SELECTED EXTRACT:
____________

Esio Trot
- First UK edition
- Author: Roald Dahl
- Illustrator: Quentin Blake
- Language: English
- Genre: Children
- Publisher: Jonathan Cape (UK) Viking Press (US)
- Publication date: 3 September 1990
- Publication place: United Kingdom
- Media type: Print (hardback and paperback)
- Pages: 62
- ISBN: 0-224-02786-7
- OCLC: 24734818

= Esio Trot =

1990 children's novel by Roald Dahl

Esio Trot is a 1990 children's novel by British author Roald Dahl. The title is an anadrome of "tortoise". It was the last of Dahl's books to be published in his lifetime; he died just two months later.

Unlike other Dahl works (which often feature tyrannical adults and heroic/magical children), Esio Trot is the story of an aging lonely man (Mr. Hoppy), trying to make a connection with a person that he has loved from afar (his widowed neighbour, Mrs. Silver).

In 1994, Monty Python star Michael Palin narrated the English language audiobook recording of the book. In 2015 it was adapted by Richard Curtis into a BBC television film, Roald Dahl's Esio Trot, featuring Dustin Hoffman and Judi Dench as the couple, with James Corden narrating. Geoffrey Palmer later narrated a second English-language recording.

==Plot==
Mr. Hoppy, a shy bachelor, harbours romantic feelings for his neighbour, the widowed Mrs. Silver. One morning, Silver expresses her wish to make Alfie, her pet tortoise, grow larger. Hoppy gives Silver a "spell" written on a piece of paper and tells her to whisper it in the tortoise's ear. In reality, Hoppy has bought tortoises of varying sizes from pet shops; he builds a special tool to snatch the tortoise from Mrs. Silver's balcony.

____________

DATA EXTRACT:

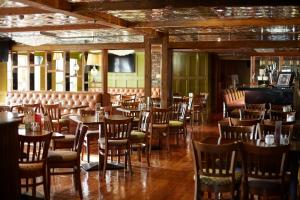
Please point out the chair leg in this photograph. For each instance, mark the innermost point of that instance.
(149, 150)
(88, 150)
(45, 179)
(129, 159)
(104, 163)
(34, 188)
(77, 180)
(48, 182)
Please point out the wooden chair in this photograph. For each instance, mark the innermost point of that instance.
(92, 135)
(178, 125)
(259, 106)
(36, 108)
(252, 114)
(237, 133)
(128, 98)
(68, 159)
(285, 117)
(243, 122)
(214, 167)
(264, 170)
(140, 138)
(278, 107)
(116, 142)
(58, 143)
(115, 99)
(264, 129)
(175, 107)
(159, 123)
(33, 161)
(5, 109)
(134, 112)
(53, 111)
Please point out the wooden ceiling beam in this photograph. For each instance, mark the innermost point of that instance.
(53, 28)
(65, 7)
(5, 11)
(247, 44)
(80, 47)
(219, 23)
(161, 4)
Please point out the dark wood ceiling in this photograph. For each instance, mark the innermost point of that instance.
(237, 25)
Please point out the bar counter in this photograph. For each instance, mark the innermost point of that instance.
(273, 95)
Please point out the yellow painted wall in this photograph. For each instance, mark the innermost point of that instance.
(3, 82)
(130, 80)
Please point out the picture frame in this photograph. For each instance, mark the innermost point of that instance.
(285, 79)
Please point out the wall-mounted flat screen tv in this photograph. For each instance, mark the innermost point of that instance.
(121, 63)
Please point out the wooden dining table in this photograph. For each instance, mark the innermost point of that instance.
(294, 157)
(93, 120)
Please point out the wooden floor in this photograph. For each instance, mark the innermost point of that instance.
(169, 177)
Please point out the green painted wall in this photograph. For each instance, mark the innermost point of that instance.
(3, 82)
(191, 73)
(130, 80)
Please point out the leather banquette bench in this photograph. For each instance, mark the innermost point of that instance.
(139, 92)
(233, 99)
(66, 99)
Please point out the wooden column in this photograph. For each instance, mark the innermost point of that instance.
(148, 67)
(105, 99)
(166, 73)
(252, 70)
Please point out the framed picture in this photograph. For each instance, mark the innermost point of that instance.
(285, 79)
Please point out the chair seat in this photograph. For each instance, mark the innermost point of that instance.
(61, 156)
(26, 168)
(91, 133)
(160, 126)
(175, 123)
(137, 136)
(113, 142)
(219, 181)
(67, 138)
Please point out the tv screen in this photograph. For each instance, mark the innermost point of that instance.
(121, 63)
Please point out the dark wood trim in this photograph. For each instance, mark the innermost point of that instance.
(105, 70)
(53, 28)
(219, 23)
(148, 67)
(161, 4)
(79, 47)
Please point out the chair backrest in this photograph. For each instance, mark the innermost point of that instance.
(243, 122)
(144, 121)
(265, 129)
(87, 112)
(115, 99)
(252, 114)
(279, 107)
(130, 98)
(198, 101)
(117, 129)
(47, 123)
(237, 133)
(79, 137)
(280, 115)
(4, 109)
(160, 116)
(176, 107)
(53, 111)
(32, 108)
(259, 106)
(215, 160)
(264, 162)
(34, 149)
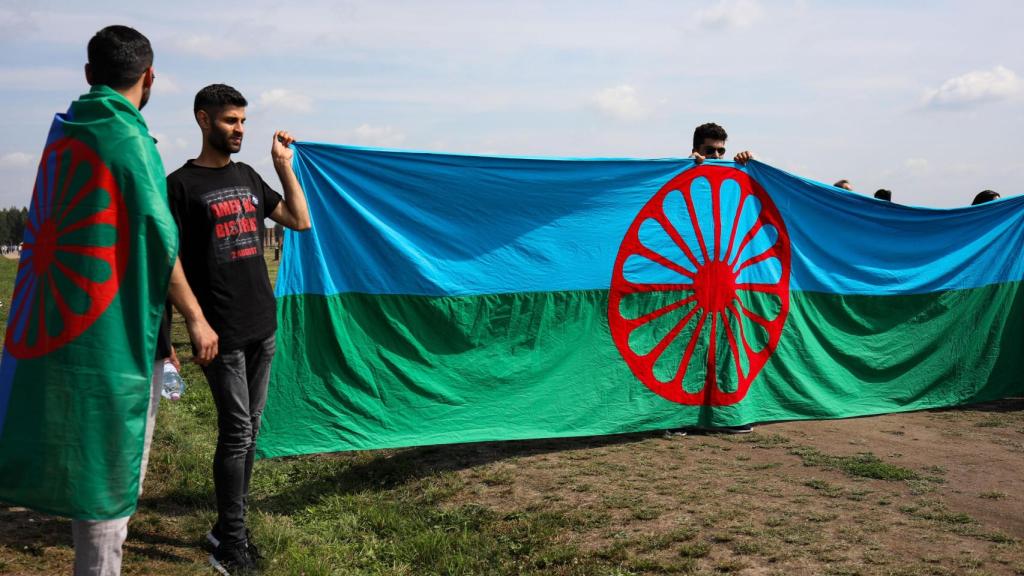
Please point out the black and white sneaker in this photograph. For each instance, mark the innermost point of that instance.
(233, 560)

____________

CHALLENGE 1: Rewrite everything in the Esio Trot article from "1990 children's novel by Roald" down to "two months later.", changing "novel" to "book".
CHALLENGE 2: According to the Esio Trot article, what word is the book's title an anadrome of?
CHALLENGE 3: Carry on writing the article about Esio Trot from the point where it ends.

EXPECTED OUTPUT 1:
1990 children's book by Roald Dahl

Esio Trot is a 1990 children's book by British author Roald Dahl. The title is an anadrome of "tortoise". It was the last of Dahl's books to be published in his lifetime; he died just two months later.

EXPECTED OUTPUT 2: "Tortoise"

EXPECTED OUTPUT 3:
Mr. Hoppy continues to switch Mrs. Silver's current pet with larger ones, but she still does not realize that her pet is growing in size, until Mrs. Silver notices that Alfie can no longer fit through the door to his house. Mr. Hoppy summons his courage and asks Mrs. Silver if he can come down and see the effect for himself. Mrs. Silver gladly grants his request. She thanks her friend for the spell, but the tortoise can no longer fit in the house. Hoppy tells her how to "reverse" the spell and they marry.

==2023 censorship controversy==

Despite Roald Dahl having enjoined his publishers not to "so much as change a single comma in one of my books", in February 2023 Puffin Books, a division of Penguin Books, announced it would be re-writing portions of many of Dahl's children's novels, changing the language to, in the publisher's words, "ensure that it can continue to be enjoyed by all today." The decision was met with sharp criticism from groups and public figures including authors Salman Rushdie and Christopher Paolini, British prime minister Rishi Sunak, Queen Camilla, Kemi Badenoch, PEN America, and Brian Cox. Dahl's publishers in the United States, France, and the Netherlands announced they had declined to incorporate the changes.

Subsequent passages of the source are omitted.